Task item >> Using the records below, filter for lines that contain the string "grass" and copy them out.

Extracted data entries:
◇ ◇ ◇
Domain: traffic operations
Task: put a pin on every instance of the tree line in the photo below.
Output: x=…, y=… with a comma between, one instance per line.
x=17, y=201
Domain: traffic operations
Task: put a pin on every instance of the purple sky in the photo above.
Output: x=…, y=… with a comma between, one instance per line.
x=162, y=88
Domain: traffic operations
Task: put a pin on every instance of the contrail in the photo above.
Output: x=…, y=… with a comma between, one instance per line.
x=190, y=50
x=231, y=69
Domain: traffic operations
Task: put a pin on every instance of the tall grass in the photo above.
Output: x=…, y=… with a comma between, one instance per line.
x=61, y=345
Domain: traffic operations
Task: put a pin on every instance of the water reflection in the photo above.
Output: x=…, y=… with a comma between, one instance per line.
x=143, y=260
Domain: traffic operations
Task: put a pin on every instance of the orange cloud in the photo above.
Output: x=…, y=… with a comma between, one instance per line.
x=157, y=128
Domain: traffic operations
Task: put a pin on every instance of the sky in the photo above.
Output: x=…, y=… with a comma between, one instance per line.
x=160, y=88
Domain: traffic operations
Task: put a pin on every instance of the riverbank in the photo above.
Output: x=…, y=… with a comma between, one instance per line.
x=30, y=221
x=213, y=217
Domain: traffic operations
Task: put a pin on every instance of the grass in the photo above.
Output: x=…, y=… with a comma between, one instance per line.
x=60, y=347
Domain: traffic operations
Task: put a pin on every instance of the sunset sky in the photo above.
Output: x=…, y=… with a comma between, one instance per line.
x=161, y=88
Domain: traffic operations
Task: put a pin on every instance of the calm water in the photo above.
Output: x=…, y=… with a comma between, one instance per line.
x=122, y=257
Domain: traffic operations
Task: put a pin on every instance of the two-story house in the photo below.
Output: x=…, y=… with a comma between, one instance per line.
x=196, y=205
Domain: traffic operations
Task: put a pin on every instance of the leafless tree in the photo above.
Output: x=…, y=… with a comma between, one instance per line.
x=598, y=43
◇ ◇ ◇
Output >>
Task: put a pin on every instance of the tall grass in the photo above.
Task: put a pin on every instance of the grass in the photo above.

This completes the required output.